GIVEN TASK A: Transcribe the premium gas thread between "# mix of regular" and "reg-premium-reg-premium gas alternatively?", inclusive.
GIVEN TASK B: Go on with the premium gas thread from the point where it stops.

[TEXT start]

# mix of regular and premium gas?



## FAQ (Mar 7, 2006)

I found that my 2006 Escape runs better without knocking while accelerating by using premium gas. But it costs much more than regular gas. Is it alright to use reg-premium-reg-premium gas alternatively?


----------



## Raylo (Feb 12, 2006)

Sure, no problem doing that. But I am surprised that you see a noticeable difference.


----------



## FAQ (Mar 7, 2006)

Raylo said:


> Sure, no problem doing that. But I am surprised that you see a noticeable difference.


Yes, it does run better. I searched the web for this knocking while accelerating problem. Switching to premium gas is one of the solutions.


----------



## wolfen1086 (Oct 4, 2007)

Cars that are designed to run on Premium will make a knocking sound when they run on regular, its called spark knock,the works case problem that I know of from this is screwed up plugs. but your gas mileage might suffer too, plus I have never run across the long term spark knock so I have no idea what else it could do to the engine.


----------



## Raylo (Feb 12, 2006)

Indeed, and most modern cars have knock sensors and computer spark retard that dials back the timing to avoid detonation at the expense of a little power. But even though I haven't looked it up I doubt an Escape specs premium gas.


----------



## FAQ (Mar 7, 2006)

Raylo said:


> Indeed, and most modern cars have knock sensors and computer spark retard that dials back the timing to avoid detonation at the expense of a little power. But even though I haven't looked it up I doubt an Escape specs premium gas.


I remembered when I searched for solutions, it did mention about timing too fast or mixture too rich. The Escape can be pretty peppy when stepping on the gas. Maybe that is the cause of it. Escape only asks for the use of regular gas.


----------



## Raylo (Feb 12, 2006)

This is a perennial topic in every auto forum I have ever been a member of. My opinion: if your maintenance is up to date it is very unlikely that you will get sufficiently bad detonation (pinging) on the recommended fuel to cause significant spark retard (and thus hurt performance). Keep in mind that the most efficient programming brings the timing right up to the max for the design and fuel and that is what Ford intends and, I'm sure, supplies. And a motor designed and intended for regular will not benefit in any substantial way from premium gas. But the bottom line is it's your $ and if you think you are getting 20 cets per gallon benefit by running premium, then go for it. Won't hurt anything except your wallet.


----------



## wolfen1086 (Oct 4, 2007)

Maybe its the gas?
well...fuel, it hasn't been gas in a hellofa long time.


----------



## Wrench97 (May 10, 2008)

Too lean, the timing too far advanced, (but the PCM controls the timing on all OBD II engines,) will cause a spark knock, long term it causes burnt pistons, the knock is from high cylinder temps starting combustion before the shark plug fires, when the plug fire the 2 explosions hit each other and cause the knock.


----------



## wolfen1086 (Oct 4, 2007)

That makes sense, so spark knock would be a VERY bad thing.


----------



## FAQ (Mar 7, 2006)

wolfen1086 said:


> That makes sense, so spark knock would be a VERY bad thing.

[TEXT end]
[STORED DATA start]

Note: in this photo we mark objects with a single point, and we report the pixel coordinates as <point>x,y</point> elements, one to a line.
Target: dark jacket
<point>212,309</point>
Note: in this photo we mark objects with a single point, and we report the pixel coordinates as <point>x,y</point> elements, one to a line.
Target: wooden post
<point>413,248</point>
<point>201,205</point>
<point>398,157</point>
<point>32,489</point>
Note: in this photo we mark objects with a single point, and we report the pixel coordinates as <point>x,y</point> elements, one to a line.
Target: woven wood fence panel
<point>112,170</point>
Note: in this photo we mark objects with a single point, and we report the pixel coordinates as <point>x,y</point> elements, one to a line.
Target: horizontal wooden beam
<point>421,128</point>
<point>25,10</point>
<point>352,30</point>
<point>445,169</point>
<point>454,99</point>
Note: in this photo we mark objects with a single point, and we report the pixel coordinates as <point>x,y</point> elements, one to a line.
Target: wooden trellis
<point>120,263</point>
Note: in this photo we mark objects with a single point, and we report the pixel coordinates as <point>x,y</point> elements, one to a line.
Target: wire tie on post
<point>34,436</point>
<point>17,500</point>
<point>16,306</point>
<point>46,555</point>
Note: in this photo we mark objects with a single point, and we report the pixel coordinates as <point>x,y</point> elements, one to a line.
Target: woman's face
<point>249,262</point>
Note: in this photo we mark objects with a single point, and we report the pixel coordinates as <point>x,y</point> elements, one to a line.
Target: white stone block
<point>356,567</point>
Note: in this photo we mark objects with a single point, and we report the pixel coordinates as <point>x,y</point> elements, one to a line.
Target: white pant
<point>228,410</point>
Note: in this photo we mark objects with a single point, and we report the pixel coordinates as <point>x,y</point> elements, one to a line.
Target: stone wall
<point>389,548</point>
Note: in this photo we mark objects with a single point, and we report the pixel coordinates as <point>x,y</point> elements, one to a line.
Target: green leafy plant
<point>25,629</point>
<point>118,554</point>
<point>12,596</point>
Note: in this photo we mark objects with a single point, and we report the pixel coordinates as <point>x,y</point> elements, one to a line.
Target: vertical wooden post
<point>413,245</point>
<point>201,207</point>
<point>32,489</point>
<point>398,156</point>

[STORED DATA end]

EXERCISE OUTPUT A:
# mix of regular and premium gas?



## FAQ (Mar 7, 2006)

I found that my 2006 Escape runs better without knocking while accelerating by using premium gas. But it costs much more than regular gas. Is it alright to use reg-premium-reg-premium gas alternatively?

EXERCISE OUTPUT B:
Then it's the money well spent because I don't hear the knocking when accelerating. But how does the high octane (only 4 octane difference) premium gas/fuel retard the advanced timing?


----------



## Wrench97 (May 10, 2008)

It does not the higher the octane the higher the flash point so the fuel does not ignite by the cylinder temp.
It may be worth having it checked out for a vacuum leak or a bad knock sensor, the PCM has what's reffered to as a learning curve, it'll learn over a number of key starts where the timing and fuel settings are so once moving to hi-test the PCM will learn the settings in order to go back to regular it'll have to relearn or you'll have to reset the PCM.


----------



## Raylo (Feb 12, 2006)

I don't think that a car designed for regular will typically be able to advance the timing beyond the stock calibration to take advantage of premium gas. It is usually just the other way around. If the knock sensors see a threshold level of pinging (a little is not bad) the PCM will pull timing back. We run TTS datamaster to check and tune our F body motors and you can see the retard events for a too aggressive PCM program. But there are no "advance" events. There is a programmed spark timing curve based on many input parameters and any PCM action retards from that if it sees beyond threshold knock.

Like Wrench says there is a lot of learning going on as well. Maybe it will learn and adjust how fast it makes retard actions if/when it does get pinging and be more aggressive based on history, which might vary from reg or premium gas? I'm not sure about that, though.

But if your motor and sensors are working correctly, and the gas is in spec, the slight pinging you hear should not be damaging.... unless Ford really screwed up. I don't think they make those kinds of mistakes, and I'm not even a Ford guy!


----------



## wolfen1086 (Oct 4, 2007)

FAQ said:


> Then it's the money well spent because I don't hear the knocking when accelerating. But how does the high octane (only 4 octane difference) premium gas/fuel retard the advanced timing?



Its only money well spend if you can afford it.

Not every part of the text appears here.